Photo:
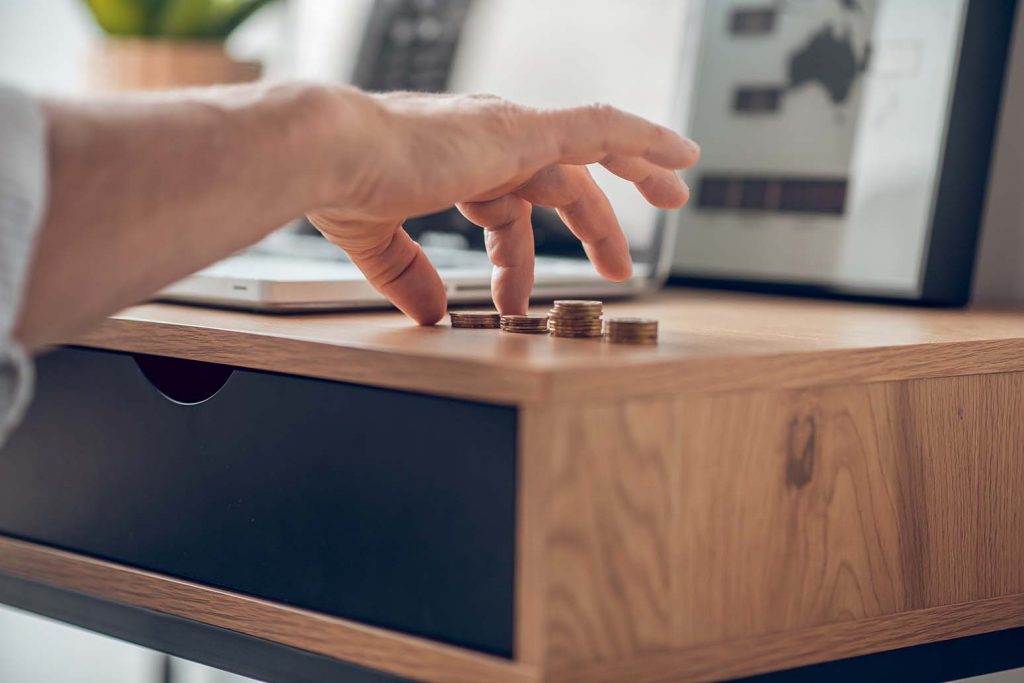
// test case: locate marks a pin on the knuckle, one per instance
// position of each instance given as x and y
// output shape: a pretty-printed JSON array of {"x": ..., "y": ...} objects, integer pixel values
[{"x": 603, "y": 113}]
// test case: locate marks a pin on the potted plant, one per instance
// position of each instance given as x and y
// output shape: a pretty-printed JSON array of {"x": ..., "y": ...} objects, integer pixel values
[{"x": 157, "y": 44}]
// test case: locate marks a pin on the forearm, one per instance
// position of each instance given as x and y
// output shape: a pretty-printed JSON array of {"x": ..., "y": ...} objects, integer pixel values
[{"x": 143, "y": 191}]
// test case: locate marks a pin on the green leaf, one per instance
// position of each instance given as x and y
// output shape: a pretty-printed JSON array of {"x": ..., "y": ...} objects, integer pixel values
[
  {"x": 154, "y": 10},
  {"x": 119, "y": 17},
  {"x": 184, "y": 18}
]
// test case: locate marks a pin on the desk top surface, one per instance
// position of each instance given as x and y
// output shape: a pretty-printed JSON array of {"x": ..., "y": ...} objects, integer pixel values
[{"x": 709, "y": 342}]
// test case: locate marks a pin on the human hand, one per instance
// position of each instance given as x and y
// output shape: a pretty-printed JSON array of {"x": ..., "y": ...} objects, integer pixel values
[{"x": 411, "y": 154}]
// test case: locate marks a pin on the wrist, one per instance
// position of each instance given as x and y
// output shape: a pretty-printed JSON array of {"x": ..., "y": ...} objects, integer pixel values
[{"x": 339, "y": 121}]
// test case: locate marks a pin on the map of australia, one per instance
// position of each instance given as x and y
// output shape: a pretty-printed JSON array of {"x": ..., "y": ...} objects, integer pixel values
[{"x": 829, "y": 60}]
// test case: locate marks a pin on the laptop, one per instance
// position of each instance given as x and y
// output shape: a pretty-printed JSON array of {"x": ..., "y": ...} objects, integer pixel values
[{"x": 532, "y": 51}]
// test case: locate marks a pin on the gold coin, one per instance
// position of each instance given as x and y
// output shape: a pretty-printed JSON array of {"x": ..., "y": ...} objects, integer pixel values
[{"x": 474, "y": 318}]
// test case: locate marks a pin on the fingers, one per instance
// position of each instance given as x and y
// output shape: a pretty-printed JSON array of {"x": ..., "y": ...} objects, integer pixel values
[
  {"x": 510, "y": 246},
  {"x": 399, "y": 270},
  {"x": 587, "y": 212},
  {"x": 658, "y": 185},
  {"x": 589, "y": 134}
]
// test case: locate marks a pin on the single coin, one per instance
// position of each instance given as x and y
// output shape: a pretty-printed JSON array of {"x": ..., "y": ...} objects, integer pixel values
[
  {"x": 631, "y": 330},
  {"x": 529, "y": 324},
  {"x": 576, "y": 303},
  {"x": 480, "y": 319}
]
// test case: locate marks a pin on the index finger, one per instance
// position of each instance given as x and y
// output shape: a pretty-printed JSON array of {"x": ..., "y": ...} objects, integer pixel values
[{"x": 590, "y": 134}]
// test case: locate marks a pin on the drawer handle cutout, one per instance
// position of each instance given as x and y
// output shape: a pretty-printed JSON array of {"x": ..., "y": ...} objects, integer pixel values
[{"x": 185, "y": 382}]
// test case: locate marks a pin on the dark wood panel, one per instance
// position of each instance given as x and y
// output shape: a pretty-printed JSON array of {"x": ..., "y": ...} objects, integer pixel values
[
  {"x": 330, "y": 636},
  {"x": 384, "y": 507}
]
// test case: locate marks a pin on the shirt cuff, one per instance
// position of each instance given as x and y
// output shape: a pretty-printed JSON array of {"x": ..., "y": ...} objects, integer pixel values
[{"x": 23, "y": 189}]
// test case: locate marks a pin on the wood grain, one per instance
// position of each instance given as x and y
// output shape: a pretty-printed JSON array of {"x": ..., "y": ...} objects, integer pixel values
[
  {"x": 376, "y": 648},
  {"x": 537, "y": 425},
  {"x": 709, "y": 343},
  {"x": 710, "y": 519},
  {"x": 775, "y": 651}
]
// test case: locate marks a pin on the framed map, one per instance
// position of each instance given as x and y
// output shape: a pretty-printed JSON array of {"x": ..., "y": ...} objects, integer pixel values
[{"x": 828, "y": 129}]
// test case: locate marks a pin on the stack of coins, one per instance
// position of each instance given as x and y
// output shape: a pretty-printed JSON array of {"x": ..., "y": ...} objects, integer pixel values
[
  {"x": 525, "y": 325},
  {"x": 576, "y": 318},
  {"x": 479, "y": 319},
  {"x": 631, "y": 330}
]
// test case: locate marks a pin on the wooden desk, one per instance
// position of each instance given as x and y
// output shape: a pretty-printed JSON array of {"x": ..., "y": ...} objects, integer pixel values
[{"x": 777, "y": 483}]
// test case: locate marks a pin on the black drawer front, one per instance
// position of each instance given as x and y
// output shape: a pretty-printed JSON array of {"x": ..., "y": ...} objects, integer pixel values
[{"x": 389, "y": 508}]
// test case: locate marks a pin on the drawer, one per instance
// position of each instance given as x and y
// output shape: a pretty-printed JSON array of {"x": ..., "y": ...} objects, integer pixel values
[{"x": 384, "y": 507}]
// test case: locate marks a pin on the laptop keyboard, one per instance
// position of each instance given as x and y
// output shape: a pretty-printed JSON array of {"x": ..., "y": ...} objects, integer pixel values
[{"x": 315, "y": 248}]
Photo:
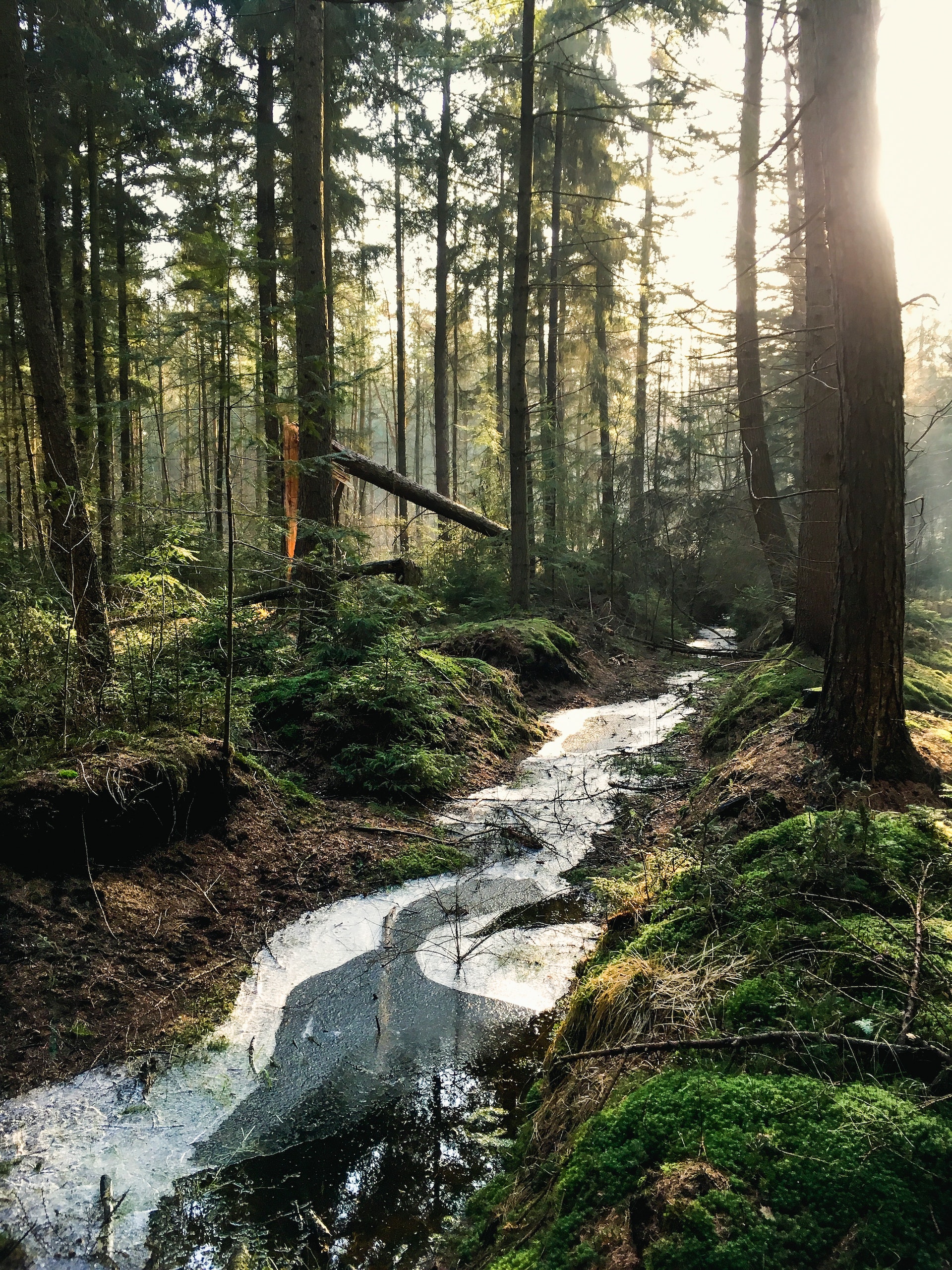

__________

WRITTEN PROBLEM: Format everything from the line containing "front, one per instance" down to the end of the material as a Markdown table with the columns No. and Text, numbering each non-blank line in its own row. Leave the pictures out of the table.

OUTPUT BELOW:
| No. | Text |
|---|---|
| 1 | // test case: locate marks a pin on the black drawer front, one per instance |
| 2 | // position of each instance given as x and y |
| 3 | // output shape: a pretty-printed JSON array of {"x": ..., "y": ...} objects, integer pixel values |
| 4 | [{"x": 389, "y": 508}] |
| 5 | // test case: locate marks a pin on the drawer, one per instance |
| 6 | // position of each instance given as x and y |
| 7 | // output shape: a pretty-printed JSON array of {"x": ..., "y": ...} objects, integer pixel values |
| 8 | [{"x": 384, "y": 507}] |
| 9 | // test case: locate marks a pin on the laptop keyboard, one per instance |
| 10 | // position of each instance given as x and y |
| 11 | // output shape: a pretty-printed JSON array of {"x": ..., "y": ...} objects, integer pixel values |
| 12 | [{"x": 315, "y": 248}] |
| 13 | Photo: |